Activity -
Go through the following data and transcribe exactly the stretch of lines from the one holding "Target: sea horizon" to the one holding "Target: stone base of lighthouse", both included.

Task inputs -
··········
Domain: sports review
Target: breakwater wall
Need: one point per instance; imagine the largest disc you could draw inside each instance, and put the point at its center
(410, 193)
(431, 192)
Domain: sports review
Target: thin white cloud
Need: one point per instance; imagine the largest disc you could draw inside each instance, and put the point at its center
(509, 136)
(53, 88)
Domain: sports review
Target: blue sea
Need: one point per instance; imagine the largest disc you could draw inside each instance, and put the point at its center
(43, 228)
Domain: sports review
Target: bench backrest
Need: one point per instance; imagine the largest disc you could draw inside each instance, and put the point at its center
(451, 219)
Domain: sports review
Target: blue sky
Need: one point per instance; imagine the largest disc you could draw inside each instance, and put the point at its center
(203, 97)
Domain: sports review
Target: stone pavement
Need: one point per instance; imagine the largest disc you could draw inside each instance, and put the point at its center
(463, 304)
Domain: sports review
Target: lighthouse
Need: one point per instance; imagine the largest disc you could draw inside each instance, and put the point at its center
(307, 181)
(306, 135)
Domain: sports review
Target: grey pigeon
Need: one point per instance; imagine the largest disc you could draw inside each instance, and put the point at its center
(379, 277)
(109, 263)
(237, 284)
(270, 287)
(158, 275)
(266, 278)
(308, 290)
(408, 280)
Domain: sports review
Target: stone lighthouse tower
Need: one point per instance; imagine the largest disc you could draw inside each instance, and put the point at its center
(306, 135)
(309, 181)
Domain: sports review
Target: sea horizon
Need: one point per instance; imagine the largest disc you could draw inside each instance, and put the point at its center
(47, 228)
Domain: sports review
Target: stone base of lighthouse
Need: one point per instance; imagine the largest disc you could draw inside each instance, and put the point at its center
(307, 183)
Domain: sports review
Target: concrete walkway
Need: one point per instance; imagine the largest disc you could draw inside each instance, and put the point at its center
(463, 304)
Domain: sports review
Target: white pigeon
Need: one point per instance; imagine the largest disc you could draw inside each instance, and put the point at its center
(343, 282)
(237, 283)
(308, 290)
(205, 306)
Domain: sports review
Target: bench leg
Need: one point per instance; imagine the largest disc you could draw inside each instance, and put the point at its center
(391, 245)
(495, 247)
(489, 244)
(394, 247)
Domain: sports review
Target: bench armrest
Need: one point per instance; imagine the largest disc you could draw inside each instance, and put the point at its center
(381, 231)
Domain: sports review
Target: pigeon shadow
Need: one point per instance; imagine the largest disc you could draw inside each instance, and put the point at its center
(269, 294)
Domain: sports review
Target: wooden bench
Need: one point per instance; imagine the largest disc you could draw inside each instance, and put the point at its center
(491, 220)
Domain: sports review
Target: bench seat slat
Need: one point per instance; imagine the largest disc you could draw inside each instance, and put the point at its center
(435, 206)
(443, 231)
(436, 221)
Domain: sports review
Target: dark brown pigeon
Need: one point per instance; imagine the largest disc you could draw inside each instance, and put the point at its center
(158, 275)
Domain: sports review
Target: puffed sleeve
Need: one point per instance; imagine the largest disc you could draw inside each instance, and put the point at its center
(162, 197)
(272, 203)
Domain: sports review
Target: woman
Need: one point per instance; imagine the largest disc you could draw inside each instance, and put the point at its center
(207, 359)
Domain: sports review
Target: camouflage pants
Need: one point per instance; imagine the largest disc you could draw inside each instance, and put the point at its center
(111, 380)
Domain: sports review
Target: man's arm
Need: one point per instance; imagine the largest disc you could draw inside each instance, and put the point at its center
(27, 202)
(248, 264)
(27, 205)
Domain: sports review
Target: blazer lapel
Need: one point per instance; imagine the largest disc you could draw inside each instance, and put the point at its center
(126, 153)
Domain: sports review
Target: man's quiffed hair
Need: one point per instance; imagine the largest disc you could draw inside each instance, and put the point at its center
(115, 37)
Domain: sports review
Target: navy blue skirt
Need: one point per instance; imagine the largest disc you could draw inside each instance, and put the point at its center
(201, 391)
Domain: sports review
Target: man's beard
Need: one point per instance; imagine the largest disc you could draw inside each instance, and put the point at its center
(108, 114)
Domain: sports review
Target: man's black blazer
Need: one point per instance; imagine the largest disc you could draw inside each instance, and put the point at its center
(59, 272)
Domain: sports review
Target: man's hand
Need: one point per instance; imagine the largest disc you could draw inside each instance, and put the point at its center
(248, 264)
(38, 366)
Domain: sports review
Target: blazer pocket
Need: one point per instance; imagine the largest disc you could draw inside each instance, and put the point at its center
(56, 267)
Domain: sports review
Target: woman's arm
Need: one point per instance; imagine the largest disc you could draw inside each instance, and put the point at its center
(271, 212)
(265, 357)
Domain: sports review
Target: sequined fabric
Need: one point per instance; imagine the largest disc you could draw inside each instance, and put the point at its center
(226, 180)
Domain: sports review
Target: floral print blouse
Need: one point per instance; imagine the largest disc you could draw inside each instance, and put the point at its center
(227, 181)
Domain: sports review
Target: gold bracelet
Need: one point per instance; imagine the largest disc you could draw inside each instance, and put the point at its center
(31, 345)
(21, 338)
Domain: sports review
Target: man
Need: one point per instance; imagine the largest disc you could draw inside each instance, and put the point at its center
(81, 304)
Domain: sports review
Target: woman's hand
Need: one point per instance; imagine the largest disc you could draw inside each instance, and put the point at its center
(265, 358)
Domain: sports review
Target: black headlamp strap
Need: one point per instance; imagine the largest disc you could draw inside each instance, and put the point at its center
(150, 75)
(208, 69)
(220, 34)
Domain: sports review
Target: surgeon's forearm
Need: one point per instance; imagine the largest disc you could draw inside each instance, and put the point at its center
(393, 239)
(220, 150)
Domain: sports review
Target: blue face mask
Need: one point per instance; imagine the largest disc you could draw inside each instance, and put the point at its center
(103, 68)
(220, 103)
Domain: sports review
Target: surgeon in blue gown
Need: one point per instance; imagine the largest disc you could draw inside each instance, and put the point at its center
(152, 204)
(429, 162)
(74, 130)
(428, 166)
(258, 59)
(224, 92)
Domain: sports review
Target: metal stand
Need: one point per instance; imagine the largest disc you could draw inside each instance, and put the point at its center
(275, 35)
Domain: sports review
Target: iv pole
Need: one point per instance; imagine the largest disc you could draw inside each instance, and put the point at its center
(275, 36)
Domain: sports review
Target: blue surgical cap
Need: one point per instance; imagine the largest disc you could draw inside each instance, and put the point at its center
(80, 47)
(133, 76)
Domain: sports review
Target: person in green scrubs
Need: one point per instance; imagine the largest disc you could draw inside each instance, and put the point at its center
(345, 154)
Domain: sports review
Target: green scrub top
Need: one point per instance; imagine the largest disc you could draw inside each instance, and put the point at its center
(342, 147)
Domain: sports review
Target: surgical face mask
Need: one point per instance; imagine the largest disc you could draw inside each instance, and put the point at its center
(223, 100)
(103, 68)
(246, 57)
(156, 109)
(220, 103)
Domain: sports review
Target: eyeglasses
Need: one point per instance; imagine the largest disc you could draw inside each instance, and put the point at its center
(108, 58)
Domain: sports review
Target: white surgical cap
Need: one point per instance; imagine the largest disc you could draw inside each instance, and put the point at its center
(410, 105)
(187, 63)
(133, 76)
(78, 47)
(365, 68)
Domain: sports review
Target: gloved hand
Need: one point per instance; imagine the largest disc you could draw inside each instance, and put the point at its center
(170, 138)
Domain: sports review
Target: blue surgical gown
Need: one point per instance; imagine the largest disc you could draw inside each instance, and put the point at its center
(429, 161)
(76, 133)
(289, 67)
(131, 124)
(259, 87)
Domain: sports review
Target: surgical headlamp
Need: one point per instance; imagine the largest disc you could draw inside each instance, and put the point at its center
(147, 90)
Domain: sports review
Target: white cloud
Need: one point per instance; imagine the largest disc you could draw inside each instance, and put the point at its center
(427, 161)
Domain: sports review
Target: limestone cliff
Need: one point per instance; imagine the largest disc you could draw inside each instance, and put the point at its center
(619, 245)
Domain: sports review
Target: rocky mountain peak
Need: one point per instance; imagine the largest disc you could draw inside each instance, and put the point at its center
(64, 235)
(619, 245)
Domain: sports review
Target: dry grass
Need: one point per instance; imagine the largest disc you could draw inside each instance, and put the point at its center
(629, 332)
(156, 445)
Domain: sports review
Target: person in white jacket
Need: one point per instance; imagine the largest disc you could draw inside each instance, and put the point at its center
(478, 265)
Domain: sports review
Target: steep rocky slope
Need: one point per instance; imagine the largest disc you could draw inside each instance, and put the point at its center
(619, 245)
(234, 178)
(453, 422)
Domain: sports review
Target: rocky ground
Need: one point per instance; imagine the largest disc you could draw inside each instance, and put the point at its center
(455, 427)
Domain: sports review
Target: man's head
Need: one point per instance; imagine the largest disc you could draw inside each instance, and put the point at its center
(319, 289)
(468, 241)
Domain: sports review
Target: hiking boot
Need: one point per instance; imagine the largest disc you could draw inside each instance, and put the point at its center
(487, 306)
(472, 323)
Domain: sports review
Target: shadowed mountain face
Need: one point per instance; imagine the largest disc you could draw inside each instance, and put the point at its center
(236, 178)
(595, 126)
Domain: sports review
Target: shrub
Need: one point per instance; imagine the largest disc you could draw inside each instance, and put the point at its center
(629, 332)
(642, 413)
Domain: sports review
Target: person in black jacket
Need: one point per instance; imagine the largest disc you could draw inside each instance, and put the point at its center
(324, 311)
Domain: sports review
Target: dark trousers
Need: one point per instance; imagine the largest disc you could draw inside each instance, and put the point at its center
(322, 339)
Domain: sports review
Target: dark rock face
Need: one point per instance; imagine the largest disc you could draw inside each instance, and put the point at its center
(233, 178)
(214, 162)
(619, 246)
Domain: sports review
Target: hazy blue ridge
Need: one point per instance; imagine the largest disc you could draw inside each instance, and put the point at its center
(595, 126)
··········
Completed exercise -
Target: sea horizon
Need: one point per instance; imagine the largest disc you could draw inside each instance, and put the point at its center
(47, 228)
Domain: sports review
Target: stone base of lighthouse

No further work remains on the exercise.